- **What to do**:
What is needed is an exact copy of every record.

===== Provided data

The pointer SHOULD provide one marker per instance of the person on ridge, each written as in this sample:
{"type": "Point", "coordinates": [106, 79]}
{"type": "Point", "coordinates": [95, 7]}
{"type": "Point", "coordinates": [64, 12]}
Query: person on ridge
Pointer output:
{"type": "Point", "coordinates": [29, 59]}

==========

- **Finished task**:
The pointer SHOULD provide one marker per instance of the person on ridge, each written as in this sample:
{"type": "Point", "coordinates": [106, 79]}
{"type": "Point", "coordinates": [95, 7]}
{"type": "Point", "coordinates": [64, 12]}
Query: person on ridge
Pointer output:
{"type": "Point", "coordinates": [29, 59]}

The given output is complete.